• [Aim of the task] Transcribe only the part of the listing below that begins at the line containing "of the gesturing" and runs to its final line, keeping both ends.
— Start of Supplied data —
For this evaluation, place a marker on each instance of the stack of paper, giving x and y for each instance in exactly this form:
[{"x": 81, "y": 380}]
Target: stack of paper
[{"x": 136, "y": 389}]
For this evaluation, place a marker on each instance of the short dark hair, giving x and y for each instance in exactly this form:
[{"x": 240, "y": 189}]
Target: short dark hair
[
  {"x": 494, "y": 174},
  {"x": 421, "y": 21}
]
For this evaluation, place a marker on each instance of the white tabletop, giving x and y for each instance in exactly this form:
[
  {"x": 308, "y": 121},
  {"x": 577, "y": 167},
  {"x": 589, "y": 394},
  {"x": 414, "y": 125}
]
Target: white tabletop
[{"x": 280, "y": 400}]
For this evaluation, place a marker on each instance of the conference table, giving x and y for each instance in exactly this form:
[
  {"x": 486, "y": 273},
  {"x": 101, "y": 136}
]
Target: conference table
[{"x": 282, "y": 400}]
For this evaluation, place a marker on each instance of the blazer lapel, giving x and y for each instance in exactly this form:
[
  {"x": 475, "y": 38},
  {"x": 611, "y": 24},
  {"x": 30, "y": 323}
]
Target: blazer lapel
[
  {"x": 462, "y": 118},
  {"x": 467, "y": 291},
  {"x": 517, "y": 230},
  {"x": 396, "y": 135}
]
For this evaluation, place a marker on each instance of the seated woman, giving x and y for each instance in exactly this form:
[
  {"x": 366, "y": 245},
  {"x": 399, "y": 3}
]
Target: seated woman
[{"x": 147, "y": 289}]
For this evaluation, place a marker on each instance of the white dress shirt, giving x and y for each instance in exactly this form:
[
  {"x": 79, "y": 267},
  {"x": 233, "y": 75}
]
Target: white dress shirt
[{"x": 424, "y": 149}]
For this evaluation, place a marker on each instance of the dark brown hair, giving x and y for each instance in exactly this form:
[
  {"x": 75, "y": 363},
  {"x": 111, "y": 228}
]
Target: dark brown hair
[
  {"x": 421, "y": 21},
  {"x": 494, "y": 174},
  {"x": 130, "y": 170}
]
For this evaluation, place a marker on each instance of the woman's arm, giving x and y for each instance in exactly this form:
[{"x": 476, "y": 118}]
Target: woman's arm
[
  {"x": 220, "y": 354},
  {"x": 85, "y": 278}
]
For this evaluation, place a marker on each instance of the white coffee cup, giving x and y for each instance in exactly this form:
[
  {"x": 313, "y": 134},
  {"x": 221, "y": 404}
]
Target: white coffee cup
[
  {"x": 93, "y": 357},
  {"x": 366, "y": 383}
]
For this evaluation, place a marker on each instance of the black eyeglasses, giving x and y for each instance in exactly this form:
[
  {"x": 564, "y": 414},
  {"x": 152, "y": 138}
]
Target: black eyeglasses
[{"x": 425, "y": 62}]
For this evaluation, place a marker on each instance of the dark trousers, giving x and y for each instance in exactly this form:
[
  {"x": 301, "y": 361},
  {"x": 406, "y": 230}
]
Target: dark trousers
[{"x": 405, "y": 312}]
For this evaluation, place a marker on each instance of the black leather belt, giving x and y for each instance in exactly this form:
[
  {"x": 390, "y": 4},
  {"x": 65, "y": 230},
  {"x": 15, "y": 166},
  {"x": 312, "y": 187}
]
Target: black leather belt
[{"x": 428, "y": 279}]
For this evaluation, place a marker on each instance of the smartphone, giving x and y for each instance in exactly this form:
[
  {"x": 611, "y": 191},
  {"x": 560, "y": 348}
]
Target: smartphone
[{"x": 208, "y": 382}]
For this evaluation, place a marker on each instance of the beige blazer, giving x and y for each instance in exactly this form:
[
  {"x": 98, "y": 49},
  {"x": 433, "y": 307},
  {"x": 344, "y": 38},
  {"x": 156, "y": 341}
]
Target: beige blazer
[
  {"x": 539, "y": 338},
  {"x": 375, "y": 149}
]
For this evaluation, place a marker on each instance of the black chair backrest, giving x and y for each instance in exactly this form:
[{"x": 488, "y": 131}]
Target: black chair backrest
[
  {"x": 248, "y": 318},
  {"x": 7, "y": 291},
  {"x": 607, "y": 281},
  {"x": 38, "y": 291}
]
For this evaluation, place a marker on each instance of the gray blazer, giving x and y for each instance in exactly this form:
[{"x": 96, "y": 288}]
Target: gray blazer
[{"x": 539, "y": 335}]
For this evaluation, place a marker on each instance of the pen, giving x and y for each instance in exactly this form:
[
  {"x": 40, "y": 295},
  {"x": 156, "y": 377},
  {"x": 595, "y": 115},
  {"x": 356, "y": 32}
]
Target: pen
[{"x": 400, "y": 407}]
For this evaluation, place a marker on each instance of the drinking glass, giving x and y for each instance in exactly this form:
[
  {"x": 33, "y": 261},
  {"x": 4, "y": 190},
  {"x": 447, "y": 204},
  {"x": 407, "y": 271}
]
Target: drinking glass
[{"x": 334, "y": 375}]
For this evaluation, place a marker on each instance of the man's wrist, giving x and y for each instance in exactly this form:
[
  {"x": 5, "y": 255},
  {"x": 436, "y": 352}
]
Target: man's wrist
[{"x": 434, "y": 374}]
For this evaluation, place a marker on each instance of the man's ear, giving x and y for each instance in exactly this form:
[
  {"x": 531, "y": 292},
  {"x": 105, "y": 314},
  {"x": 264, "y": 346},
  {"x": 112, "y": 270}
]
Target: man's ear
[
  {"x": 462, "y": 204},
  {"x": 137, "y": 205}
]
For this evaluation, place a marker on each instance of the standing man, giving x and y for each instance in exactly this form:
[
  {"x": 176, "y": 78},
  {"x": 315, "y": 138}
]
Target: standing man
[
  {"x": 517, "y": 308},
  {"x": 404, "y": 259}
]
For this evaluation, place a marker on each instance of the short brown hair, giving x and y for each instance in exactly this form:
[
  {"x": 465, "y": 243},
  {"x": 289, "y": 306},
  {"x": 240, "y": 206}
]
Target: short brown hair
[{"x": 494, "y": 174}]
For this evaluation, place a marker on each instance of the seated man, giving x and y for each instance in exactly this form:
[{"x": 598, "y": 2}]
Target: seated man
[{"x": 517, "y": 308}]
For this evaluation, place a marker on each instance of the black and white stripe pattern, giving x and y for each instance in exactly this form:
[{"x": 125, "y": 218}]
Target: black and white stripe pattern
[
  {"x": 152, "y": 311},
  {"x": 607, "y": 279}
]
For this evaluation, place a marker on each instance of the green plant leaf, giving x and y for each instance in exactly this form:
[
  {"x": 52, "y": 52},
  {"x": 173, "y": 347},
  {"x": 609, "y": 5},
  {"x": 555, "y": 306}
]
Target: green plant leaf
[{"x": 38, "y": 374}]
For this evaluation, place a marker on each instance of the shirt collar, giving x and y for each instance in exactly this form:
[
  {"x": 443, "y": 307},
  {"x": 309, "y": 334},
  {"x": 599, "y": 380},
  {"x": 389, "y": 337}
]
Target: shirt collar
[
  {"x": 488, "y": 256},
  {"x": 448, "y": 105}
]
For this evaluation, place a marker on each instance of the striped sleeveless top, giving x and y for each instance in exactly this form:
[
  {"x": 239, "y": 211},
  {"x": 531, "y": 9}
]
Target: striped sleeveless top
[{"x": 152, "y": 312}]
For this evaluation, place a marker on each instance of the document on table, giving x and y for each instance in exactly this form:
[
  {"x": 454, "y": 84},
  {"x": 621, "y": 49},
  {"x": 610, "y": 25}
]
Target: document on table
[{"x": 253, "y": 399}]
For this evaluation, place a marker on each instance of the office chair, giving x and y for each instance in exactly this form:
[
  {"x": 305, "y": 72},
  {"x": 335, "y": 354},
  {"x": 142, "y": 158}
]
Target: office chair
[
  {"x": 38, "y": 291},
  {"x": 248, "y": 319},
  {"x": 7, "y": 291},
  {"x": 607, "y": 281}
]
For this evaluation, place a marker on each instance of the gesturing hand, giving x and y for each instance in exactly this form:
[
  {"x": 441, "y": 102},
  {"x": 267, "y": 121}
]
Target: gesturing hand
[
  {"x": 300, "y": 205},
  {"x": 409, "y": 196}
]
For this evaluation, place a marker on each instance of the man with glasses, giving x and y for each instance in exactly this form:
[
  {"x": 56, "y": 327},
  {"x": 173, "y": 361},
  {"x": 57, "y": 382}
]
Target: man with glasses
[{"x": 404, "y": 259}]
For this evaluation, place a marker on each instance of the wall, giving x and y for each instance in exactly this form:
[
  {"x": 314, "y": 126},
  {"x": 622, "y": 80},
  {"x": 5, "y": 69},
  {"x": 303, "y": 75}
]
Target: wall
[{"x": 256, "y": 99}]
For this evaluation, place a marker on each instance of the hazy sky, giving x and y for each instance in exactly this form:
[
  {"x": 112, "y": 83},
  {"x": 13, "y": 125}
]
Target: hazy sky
— End of Supplied data —
• [Correct output]
For this evaluation, place a marker on each instance of the gesturing hand, giving x and y for each instance in exactly this form:
[
  {"x": 441, "y": 102},
  {"x": 267, "y": 121}
]
Target: gesturing hand
[
  {"x": 300, "y": 205},
  {"x": 409, "y": 196}
]
For this evaluation, place a marker on each instance of the man with glasses, giving x and y for each instance in exactly this form:
[
  {"x": 56, "y": 327},
  {"x": 173, "y": 361},
  {"x": 57, "y": 382}
]
Target: man with glasses
[{"x": 404, "y": 259}]
For this evaluation, place a marker on each instance of the wall, giving x and y for each instance in exactly this form:
[
  {"x": 314, "y": 126},
  {"x": 622, "y": 80},
  {"x": 5, "y": 69},
  {"x": 303, "y": 75}
]
Target: wall
[{"x": 256, "y": 99}]
For this evaluation, place a marker on each instance of the hazy sky, giving x and y for each instance in exactly this form:
[
  {"x": 112, "y": 83},
  {"x": 13, "y": 125}
]
Target: hazy sky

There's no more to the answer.